■ Exercise description ■
Copy, exactly and without additions, every line in the records below from the one holding "of the hand" through the one holding "column 998, row 585", both ends included.

(Recorded data)

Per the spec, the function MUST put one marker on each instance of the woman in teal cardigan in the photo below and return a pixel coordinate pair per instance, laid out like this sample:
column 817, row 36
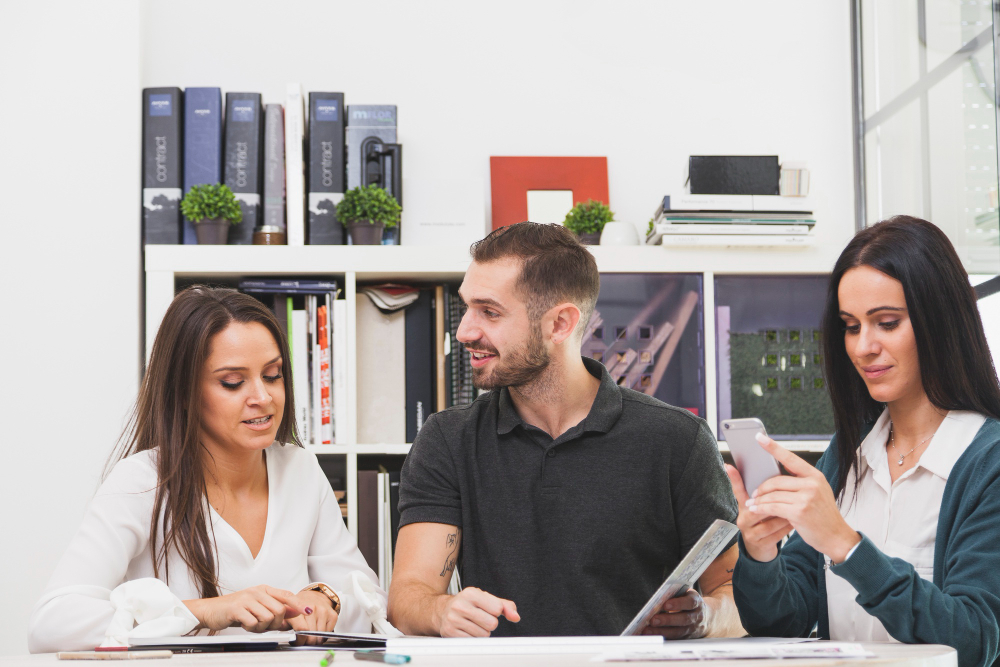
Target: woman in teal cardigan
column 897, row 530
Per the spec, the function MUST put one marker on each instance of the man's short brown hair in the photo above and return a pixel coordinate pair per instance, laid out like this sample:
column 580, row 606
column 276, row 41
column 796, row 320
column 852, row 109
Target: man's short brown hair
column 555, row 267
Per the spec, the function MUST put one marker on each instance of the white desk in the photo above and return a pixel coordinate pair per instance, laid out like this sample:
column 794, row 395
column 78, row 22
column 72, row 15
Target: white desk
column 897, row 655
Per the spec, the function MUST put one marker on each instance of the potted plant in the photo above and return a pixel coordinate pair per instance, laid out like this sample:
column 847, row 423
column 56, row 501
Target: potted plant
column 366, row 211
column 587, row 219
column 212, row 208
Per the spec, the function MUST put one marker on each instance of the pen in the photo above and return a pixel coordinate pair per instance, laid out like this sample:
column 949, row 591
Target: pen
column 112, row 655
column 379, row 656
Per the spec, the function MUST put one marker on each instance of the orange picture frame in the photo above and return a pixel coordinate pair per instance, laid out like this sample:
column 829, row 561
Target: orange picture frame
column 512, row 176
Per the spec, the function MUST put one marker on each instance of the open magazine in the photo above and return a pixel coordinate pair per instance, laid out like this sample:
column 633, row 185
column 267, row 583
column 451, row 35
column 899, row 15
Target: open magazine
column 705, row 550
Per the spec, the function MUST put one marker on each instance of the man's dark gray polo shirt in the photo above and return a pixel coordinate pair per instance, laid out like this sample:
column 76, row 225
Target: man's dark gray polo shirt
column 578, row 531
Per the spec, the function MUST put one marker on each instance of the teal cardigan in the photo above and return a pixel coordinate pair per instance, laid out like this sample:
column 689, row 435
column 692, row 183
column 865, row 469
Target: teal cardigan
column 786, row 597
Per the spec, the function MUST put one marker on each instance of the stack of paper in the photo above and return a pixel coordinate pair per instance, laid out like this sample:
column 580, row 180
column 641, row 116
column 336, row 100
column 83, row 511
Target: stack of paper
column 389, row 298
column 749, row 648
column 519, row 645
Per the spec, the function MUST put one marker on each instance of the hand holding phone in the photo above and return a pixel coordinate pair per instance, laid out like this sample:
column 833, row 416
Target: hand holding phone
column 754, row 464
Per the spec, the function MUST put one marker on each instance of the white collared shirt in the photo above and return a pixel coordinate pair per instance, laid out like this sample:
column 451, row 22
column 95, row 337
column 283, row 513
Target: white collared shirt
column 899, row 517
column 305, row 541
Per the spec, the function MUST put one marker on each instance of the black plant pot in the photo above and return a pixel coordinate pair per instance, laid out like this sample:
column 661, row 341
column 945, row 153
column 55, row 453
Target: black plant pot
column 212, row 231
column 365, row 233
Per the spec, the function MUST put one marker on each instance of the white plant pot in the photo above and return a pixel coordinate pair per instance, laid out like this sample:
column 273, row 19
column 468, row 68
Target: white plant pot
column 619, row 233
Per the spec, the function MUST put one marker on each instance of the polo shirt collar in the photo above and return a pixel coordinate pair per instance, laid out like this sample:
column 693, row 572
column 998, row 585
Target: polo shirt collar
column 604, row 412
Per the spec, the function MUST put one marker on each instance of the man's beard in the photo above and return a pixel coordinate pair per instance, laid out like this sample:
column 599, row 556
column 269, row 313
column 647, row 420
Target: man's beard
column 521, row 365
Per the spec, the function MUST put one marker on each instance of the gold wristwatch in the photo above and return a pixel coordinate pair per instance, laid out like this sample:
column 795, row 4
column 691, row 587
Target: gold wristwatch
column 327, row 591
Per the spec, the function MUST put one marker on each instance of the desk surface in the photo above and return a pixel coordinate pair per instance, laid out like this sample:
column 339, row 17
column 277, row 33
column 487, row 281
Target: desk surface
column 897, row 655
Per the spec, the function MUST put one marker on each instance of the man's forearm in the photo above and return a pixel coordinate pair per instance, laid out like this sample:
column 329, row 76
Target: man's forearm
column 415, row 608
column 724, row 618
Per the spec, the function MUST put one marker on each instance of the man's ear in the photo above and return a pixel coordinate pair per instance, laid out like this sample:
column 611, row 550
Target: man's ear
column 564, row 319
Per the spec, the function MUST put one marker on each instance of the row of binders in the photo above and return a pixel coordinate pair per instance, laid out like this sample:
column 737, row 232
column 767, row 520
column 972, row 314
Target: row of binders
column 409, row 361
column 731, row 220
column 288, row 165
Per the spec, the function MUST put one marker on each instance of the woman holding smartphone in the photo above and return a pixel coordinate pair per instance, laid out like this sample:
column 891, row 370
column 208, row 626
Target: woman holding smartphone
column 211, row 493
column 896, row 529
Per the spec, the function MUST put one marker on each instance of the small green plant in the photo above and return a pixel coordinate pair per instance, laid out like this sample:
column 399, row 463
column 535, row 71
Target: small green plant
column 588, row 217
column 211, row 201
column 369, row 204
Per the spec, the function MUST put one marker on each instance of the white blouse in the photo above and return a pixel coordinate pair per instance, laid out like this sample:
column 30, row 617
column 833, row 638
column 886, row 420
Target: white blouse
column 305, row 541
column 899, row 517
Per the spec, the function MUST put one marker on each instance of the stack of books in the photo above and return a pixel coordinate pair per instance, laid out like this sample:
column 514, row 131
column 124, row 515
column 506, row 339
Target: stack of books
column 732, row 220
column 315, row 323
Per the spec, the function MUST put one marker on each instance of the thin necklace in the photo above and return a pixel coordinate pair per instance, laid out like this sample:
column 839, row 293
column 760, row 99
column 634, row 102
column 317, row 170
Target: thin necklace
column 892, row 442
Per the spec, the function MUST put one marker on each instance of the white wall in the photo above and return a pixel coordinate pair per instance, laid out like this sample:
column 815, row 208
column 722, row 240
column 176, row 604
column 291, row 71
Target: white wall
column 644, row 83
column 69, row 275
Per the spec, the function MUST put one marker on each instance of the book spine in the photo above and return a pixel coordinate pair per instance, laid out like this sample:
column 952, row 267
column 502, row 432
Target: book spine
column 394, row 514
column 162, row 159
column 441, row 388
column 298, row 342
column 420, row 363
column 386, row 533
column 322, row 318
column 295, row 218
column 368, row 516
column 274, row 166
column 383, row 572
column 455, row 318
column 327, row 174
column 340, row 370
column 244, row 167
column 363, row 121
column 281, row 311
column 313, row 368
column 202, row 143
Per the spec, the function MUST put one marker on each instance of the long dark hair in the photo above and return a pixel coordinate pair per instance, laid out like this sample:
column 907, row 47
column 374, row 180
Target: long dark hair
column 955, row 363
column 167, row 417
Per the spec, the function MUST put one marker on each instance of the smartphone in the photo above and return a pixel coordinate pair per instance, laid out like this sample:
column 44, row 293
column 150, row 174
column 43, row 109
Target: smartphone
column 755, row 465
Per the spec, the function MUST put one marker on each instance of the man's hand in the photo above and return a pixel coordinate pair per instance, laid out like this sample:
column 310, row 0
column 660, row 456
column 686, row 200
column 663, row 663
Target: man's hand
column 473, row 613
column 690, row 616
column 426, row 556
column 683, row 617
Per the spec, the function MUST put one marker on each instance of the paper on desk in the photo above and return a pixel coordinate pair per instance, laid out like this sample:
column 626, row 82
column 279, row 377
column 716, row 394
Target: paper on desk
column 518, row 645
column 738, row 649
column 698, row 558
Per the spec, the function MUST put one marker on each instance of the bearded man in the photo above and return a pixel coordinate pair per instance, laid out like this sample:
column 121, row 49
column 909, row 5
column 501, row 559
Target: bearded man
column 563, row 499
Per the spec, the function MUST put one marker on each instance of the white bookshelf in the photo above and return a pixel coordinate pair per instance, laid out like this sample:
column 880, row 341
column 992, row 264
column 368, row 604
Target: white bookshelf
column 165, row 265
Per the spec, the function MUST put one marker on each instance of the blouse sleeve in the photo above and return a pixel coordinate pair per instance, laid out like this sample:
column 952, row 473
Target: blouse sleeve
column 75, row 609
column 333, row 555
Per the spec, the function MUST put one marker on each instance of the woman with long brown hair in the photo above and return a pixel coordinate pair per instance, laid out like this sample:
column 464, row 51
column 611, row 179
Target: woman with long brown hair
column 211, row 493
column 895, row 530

(End Recorded data)

■ Written solution ■
Per the spec, the function MUST put one marker on each instance of the hand holding phone in the photo above and return a pixel coordinate pair per instance, laid out like this sample:
column 833, row 416
Target: hand holding phone
column 754, row 464
Per the spec, the function MUST put one marker on each instance of the white collared shirt in the photo above and return a pixel coordinate pair per instance, laid out like this sample:
column 451, row 22
column 95, row 337
column 283, row 513
Target: white collared shirt
column 899, row 517
column 305, row 541
Per the spec, the function MUST put one marker on each instance of the black plant pot in the photo above and return a pixel coordinate pair per instance, laid out like this sample:
column 661, row 341
column 945, row 153
column 55, row 453
Target: black plant pot
column 212, row 231
column 365, row 233
Per the spec, the function MUST put one marker on each instance of the white plant pot in the photo above and return a pixel coordinate pair per instance, laid out like this sample:
column 273, row 19
column 468, row 68
Target: white plant pot
column 619, row 233
Per the spec, the function MUST put one marker on each instance of the polo shirt collar in the photo above and return a pixel coordinate pair per instance, laid out like this sample:
column 693, row 572
column 998, row 585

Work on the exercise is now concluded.